[AIM OF THE EXERCISE]
Your task is to copy the stretch of lines in the records below that begins with the line containing "Target: white cloud" and ends with the line containing "of the vegetated", exactly as written, with nothing added.

[[ DATA TO USE open ]]

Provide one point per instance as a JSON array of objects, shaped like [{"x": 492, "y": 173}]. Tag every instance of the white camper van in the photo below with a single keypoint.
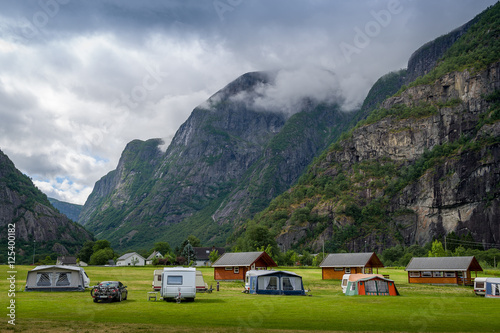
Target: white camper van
[
  {"x": 178, "y": 283},
  {"x": 157, "y": 279},
  {"x": 480, "y": 286}
]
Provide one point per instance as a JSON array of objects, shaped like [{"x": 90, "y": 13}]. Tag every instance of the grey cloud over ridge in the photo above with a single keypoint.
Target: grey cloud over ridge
[{"x": 80, "y": 79}]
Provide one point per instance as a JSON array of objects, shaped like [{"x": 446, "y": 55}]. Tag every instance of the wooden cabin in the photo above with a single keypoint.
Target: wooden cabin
[
  {"x": 335, "y": 265},
  {"x": 443, "y": 270},
  {"x": 233, "y": 266}
]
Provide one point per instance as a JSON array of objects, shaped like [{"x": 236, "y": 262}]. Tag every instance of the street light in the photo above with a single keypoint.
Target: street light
[{"x": 34, "y": 241}]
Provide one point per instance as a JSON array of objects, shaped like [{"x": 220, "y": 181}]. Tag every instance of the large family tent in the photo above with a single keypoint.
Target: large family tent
[
  {"x": 370, "y": 284},
  {"x": 57, "y": 278},
  {"x": 492, "y": 287},
  {"x": 275, "y": 283}
]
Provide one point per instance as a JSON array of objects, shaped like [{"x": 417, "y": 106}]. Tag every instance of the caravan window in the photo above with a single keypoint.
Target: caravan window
[
  {"x": 43, "y": 280},
  {"x": 63, "y": 279},
  {"x": 175, "y": 280},
  {"x": 291, "y": 283}
]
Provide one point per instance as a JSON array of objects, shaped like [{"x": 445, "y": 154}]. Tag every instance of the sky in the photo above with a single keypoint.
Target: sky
[{"x": 81, "y": 79}]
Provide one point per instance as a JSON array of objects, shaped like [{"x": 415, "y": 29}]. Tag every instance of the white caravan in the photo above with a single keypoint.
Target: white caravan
[{"x": 178, "y": 283}]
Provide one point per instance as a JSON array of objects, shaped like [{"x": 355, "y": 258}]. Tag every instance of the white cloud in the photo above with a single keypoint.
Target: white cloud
[{"x": 99, "y": 74}]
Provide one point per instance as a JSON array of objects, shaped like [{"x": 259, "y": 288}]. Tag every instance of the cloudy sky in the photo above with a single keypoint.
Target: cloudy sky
[{"x": 79, "y": 79}]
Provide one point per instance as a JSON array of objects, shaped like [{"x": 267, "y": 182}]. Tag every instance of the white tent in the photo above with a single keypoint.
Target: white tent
[{"x": 57, "y": 278}]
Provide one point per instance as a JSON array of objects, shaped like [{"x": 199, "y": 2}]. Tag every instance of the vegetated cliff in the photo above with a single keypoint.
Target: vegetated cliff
[
  {"x": 423, "y": 164},
  {"x": 22, "y": 204},
  {"x": 72, "y": 211},
  {"x": 228, "y": 160}
]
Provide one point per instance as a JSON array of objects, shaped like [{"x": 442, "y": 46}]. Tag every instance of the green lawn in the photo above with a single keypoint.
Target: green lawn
[{"x": 419, "y": 308}]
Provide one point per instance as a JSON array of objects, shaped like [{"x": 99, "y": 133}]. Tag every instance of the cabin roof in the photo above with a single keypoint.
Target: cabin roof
[
  {"x": 444, "y": 264},
  {"x": 367, "y": 259},
  {"x": 243, "y": 259}
]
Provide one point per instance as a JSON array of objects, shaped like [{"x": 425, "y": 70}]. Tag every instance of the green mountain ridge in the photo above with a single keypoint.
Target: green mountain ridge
[{"x": 422, "y": 164}]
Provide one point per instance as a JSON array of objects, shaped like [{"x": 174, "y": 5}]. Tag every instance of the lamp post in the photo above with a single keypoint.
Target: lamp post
[{"x": 34, "y": 241}]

[[ DATA TO USE closed ]]

[YOUR SOLUTION]
Target: white cloud
[{"x": 99, "y": 74}]
Provide one point per instance as a JSON array of objects, shaped like [{"x": 259, "y": 288}]. Tag every instance of the cloudy sky in the photo above with a single keypoint.
Target: cloudy sky
[{"x": 79, "y": 79}]
Provide one point per instance as a JSON array of objects, shaped like [{"x": 267, "y": 182}]. Tag every instance of the white tent in the photo above with a single keypoint.
Target: white tent
[{"x": 57, "y": 278}]
Provide one point per instance as a JSON array of objects, shaped like [{"x": 199, "y": 2}]. Tag every instance of the vegetated cliff in the photo above with a single keypoint.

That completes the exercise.